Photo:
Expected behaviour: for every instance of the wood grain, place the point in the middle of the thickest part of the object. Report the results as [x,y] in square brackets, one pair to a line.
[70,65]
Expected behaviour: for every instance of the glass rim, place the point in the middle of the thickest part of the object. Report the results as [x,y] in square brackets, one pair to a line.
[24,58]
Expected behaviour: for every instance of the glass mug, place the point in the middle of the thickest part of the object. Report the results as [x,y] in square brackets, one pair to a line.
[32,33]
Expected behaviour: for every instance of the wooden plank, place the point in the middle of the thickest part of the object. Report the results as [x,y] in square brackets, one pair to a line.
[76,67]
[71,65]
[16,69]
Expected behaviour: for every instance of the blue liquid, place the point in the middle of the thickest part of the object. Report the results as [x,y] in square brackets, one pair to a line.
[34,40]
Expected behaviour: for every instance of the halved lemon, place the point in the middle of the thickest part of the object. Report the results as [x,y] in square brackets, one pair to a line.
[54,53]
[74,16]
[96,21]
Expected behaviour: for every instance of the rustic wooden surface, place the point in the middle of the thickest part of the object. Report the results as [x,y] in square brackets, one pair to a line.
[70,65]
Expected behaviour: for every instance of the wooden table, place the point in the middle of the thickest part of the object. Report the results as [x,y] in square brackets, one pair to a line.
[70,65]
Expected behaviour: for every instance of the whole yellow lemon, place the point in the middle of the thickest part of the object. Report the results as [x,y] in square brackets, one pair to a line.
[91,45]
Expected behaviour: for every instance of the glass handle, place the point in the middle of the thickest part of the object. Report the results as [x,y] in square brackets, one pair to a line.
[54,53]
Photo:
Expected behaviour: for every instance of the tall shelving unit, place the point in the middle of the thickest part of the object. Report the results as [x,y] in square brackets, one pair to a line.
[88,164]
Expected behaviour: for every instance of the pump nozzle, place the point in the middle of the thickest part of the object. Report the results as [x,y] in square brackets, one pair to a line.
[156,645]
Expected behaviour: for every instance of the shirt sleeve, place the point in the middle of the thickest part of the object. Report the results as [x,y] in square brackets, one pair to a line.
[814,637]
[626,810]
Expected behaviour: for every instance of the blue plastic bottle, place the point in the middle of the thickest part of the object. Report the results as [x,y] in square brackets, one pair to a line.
--------------------
> _Required work_: Give again, word for word, every line from the one holding "Expected behaviour: for every instance of the pump" to the end of the data.

> _Result of this exercise_:
Expected behaviour: for every instance of the pump nozzle, place the point in the middle of the thickest part of the object. Report the results as [x,y] in square brackets, one pair to a line.
[156,645]
Expected behaviour: for every instance of the shirt sleeve, place the point in the middle of the thickest part of the object. Report the results as [x,y] in square brackets, one pair to a line.
[814,637]
[626,810]
Expected behaviour: for every instance of the blue plastic bottle, place the point in the middle of the thickest part of the object. Report the results as [x,y] in square brackets, one pair to a line.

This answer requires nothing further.